Incremental Sync for basic Python source connector

I am trying to create a custom Source Connector with Python. I am not using HTTP API. I am using basic Python Source connector. I am having hard time understanding how to deal with incremental syncs. I have defined two sync modes, added a cursor field. But I think I am missing state stuff. It is unclear from the documentation how to deal with it. I have multiple data streams, that I loop through in read_records method and yield records back. For most streams, I have updated_at field as a cursor field.

It would be nice if someone can help me figure out how to develop incremental sync. I saw a few examples for HTTP API but I am not using that.

Thanks.

Hello @yzislin the code from your connector is in Github where we can review it?

Hi. No it is not in github.
I dont really have a mechanism for incremental sync. That’s what I am trying to learn.

I am just running some script and taking its json output and return each record in a for loop.
record=AirbyteRecordMessage(stream=stream, data=one_record, emitted_at=int(datetime.now().timestamp()) * 1000)

Challenge 1 = Output the data entries as a numbered list, from the line containing "--detect dark gray scale frame --source image" down to the final line of the data entries, omitting blank lines and the pictures.

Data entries
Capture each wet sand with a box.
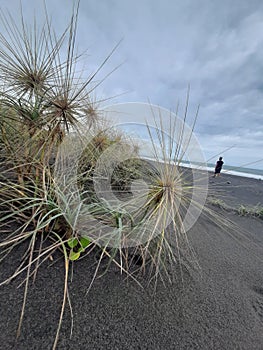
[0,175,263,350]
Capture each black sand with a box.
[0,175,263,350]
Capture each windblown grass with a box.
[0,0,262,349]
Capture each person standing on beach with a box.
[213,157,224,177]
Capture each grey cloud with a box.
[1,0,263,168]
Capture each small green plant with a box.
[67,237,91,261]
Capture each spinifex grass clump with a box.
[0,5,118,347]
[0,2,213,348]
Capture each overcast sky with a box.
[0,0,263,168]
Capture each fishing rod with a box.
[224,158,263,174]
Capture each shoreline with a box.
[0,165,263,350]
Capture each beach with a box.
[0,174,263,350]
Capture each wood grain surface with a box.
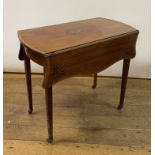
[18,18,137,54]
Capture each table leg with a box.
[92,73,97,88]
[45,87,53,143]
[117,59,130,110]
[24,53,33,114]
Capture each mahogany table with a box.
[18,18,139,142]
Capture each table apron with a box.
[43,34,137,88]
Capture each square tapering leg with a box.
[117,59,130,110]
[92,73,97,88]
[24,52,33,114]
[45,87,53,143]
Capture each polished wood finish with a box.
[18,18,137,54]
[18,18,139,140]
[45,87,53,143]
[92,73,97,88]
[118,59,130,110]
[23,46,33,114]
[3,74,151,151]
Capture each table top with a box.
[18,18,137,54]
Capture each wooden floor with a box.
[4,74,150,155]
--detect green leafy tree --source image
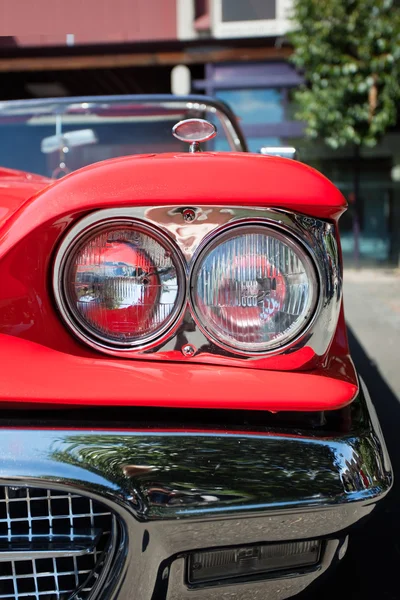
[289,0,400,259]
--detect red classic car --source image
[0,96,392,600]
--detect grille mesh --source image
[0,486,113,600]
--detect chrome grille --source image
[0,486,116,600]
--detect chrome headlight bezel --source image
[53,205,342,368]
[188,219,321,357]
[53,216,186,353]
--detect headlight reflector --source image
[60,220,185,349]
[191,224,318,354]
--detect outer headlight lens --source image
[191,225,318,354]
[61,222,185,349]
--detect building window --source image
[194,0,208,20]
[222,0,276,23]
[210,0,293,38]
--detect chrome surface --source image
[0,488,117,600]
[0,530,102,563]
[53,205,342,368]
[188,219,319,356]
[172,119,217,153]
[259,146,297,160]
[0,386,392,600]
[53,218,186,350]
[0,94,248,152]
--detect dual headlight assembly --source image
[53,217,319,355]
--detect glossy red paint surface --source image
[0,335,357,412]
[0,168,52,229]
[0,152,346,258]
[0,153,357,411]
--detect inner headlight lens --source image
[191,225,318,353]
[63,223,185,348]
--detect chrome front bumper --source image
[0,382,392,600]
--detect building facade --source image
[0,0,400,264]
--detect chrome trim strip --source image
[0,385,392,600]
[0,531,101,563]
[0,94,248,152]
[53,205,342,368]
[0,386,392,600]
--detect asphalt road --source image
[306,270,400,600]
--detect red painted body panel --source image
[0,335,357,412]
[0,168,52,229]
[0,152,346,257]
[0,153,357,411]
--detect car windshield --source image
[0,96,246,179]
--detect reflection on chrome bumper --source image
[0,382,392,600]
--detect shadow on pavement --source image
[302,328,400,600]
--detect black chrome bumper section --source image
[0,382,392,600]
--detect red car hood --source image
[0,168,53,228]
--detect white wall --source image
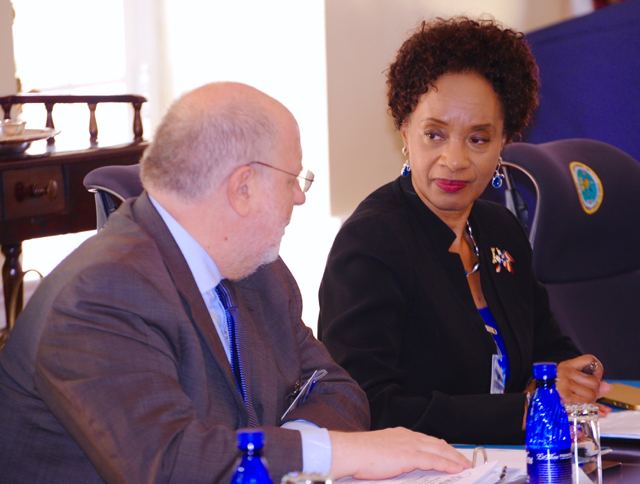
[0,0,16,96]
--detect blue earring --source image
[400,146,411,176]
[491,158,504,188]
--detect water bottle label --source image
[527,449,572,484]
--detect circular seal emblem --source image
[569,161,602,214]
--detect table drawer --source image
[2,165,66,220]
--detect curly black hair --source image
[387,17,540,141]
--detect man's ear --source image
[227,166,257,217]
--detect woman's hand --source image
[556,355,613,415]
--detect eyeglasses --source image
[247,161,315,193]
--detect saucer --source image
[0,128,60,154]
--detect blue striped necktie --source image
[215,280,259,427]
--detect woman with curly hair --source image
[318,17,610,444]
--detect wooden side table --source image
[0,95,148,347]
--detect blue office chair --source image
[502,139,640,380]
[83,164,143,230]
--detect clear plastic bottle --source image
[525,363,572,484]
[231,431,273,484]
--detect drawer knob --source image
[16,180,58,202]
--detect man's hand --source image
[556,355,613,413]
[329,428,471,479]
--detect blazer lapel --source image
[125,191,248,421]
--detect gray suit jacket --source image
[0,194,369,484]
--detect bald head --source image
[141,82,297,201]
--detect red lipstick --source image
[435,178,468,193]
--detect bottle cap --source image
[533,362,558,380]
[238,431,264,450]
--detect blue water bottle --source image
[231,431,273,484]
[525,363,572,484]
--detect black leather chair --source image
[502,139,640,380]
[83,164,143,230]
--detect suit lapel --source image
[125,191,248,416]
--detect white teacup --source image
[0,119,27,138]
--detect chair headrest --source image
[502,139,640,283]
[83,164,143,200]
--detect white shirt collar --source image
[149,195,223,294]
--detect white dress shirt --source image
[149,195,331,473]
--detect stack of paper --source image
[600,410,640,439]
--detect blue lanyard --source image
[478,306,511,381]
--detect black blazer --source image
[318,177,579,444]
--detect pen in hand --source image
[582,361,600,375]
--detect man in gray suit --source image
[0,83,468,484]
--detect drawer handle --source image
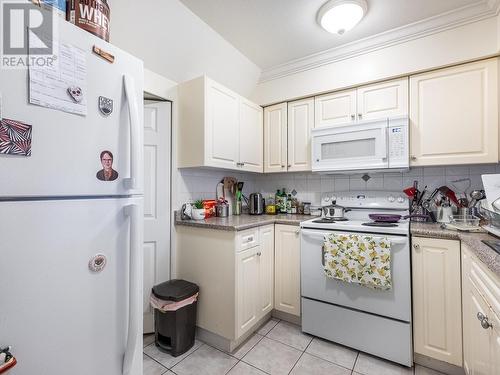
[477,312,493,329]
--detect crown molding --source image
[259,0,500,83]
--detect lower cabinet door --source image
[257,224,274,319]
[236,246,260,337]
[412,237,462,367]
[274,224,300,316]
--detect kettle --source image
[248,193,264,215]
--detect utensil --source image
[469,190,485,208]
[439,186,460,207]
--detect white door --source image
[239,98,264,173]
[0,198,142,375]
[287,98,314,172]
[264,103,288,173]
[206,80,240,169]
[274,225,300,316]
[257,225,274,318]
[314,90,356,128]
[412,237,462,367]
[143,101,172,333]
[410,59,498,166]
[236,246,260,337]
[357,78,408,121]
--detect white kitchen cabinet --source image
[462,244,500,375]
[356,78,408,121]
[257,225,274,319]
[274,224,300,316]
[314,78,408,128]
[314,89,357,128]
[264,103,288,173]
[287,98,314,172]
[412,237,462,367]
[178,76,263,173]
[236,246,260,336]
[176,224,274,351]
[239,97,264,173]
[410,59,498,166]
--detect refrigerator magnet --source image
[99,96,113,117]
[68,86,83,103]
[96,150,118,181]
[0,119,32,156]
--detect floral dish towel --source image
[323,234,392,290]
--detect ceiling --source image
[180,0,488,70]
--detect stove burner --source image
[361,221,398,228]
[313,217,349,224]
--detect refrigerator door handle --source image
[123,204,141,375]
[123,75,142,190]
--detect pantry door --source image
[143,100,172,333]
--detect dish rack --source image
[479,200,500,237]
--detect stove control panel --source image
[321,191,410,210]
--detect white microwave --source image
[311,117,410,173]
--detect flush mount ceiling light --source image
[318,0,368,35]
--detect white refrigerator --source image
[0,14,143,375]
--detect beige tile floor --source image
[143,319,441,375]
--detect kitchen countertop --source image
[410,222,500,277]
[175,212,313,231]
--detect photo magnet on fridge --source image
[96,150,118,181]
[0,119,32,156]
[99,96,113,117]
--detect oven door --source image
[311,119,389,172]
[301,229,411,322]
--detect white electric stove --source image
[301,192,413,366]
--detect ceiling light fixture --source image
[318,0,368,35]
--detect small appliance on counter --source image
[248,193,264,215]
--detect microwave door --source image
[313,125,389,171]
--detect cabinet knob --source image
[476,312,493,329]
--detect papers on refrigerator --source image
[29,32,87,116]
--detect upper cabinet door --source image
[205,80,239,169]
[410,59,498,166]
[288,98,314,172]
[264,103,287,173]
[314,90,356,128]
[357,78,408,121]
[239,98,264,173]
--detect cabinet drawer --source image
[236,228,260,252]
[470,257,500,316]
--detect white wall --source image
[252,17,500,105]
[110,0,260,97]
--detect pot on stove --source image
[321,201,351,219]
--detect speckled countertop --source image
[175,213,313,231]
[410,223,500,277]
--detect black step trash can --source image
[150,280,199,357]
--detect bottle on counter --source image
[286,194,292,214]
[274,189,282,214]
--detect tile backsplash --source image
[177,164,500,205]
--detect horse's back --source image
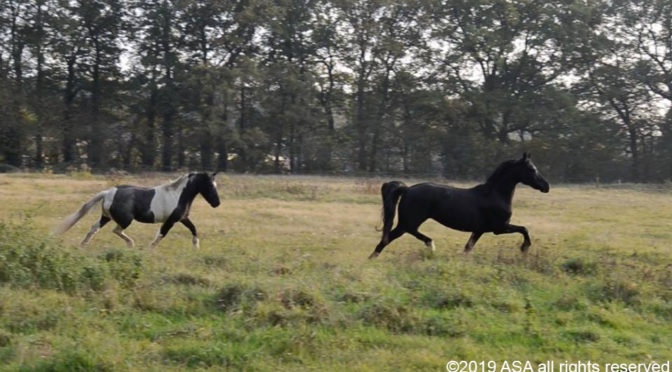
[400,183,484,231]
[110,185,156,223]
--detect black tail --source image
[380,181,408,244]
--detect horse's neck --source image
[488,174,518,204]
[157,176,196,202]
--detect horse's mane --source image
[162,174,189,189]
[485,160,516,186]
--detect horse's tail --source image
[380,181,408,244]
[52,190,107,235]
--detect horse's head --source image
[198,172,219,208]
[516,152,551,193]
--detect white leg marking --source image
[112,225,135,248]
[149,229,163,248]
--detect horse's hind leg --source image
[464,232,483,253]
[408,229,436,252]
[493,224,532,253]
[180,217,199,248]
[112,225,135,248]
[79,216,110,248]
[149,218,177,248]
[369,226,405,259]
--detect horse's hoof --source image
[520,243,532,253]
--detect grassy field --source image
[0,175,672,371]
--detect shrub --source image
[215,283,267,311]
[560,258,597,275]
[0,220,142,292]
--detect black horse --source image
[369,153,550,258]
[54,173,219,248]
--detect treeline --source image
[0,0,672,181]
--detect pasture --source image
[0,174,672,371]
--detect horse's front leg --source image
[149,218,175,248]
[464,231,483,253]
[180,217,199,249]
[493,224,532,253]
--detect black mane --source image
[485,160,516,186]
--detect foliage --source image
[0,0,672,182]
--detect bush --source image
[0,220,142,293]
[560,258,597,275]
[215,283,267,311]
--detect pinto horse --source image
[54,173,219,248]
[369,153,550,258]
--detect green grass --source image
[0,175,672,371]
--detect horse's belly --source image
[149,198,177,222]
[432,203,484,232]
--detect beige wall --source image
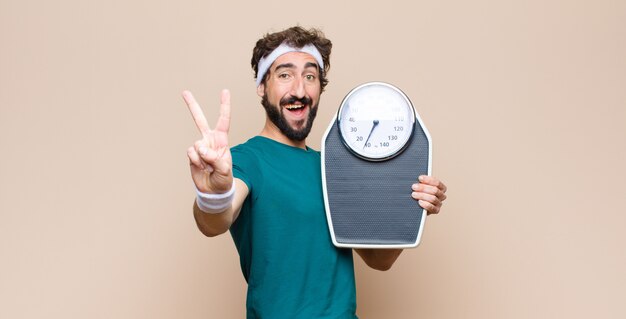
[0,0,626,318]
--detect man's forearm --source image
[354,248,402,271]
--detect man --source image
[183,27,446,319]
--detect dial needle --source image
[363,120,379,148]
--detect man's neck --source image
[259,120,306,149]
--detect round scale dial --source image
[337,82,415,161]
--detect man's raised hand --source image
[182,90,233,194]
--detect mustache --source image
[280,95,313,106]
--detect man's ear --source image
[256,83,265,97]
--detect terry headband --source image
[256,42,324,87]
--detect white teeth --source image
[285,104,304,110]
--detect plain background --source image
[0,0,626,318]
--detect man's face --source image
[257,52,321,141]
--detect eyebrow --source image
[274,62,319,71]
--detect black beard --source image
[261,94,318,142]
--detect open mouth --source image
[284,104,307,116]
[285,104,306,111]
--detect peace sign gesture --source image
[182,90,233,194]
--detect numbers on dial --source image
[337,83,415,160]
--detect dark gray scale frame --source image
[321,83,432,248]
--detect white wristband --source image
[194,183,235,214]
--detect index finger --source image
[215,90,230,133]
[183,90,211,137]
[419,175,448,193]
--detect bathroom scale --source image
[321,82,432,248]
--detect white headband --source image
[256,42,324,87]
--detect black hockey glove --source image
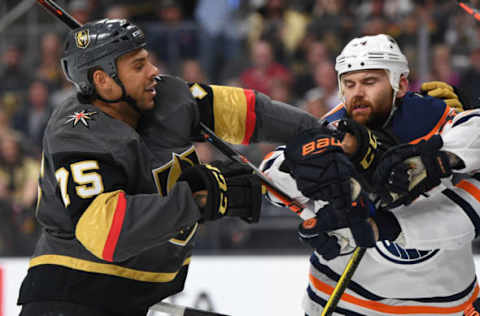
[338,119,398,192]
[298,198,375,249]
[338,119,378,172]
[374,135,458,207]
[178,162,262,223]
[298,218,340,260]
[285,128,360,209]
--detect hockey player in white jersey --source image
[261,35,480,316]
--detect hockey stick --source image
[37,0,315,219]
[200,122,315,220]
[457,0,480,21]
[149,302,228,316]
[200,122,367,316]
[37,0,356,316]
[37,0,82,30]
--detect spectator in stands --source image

Challenge 2 = Write the next part of the forum thread on incremental sync for a basic Python source connector, starting after its last line.

Result 1 =
1. --detect dark gray scale frame --source image
2. [321,83,432,248]
3. --detect white wristband --source image
4. [194,183,235,214]
5. --detect index finger --source image
6. [215,90,230,133]
7. [183,90,211,137]
8. [419,175,448,193]
9. --detect bathroom scale --source image
10. [321,82,432,248]
11. --detect white headband --source image
12. [256,42,324,87]
13. --detect black hockey glove --source image
14. [338,119,398,192]
15. [298,198,375,249]
16. [338,119,378,172]
17. [374,135,458,207]
18. [178,162,262,223]
19. [298,218,340,260]
20. [285,128,360,209]
21. --detect hockey player in white jersey --source image
22. [261,35,480,316]
23. --detect hockey stick --source image
24. [37,0,315,219]
25. [200,122,315,220]
26. [457,0,480,21]
27. [149,302,228,316]
28. [200,122,367,316]
29. [37,0,356,316]
30. [37,0,82,30]
31. --detect spectator in stands --source image

Result 2 =
yield AirbyteMessage(type=Type.RECORD, record=record)

I see that read_records has state parameter. Do I need to append a state object (ie some field from the data like “updated_at”) to the AirbyteRecordMessage?

I just cant seem to find any documentation that talks about it. Everything I see is broad or HTTP API stream specific. Mine is a basic python source connector.

Take a look how the Source Faker is built: https://github.com/airbytehq/airbyte/blob/master/airbyte-integrations/connectors/source-faker/source_faker/source.py
If you want to learn about the incremental method see our docs: https://docs.airbyte.com/connector-development/cdk-python/incremental-stream
and search in the code base to see how sources implement their incremental step.

Let me know if you need further assistance

Great example (source faker). Very useful to understand how it works. One more question. So my stream of data is not sorted. It does have date timestamp or an ID but it is not sorted. If I understood correctly state message only works if cursor field is sorted in ascending order. Is my assumption correct?

I did look through cdk-python incremental-stream guide. It seems my assumption correct as the state seems to require ordered list of events.

Due to inability to have sorted data, I was thinking to create a unique (md5sum hash of record) field, which would be unique for each record. Then I will create a destination connector where data would be written to disk (ie json lines). I would then make sure that these files do not contain entries with incoming unique hashes. What do you think about this approach?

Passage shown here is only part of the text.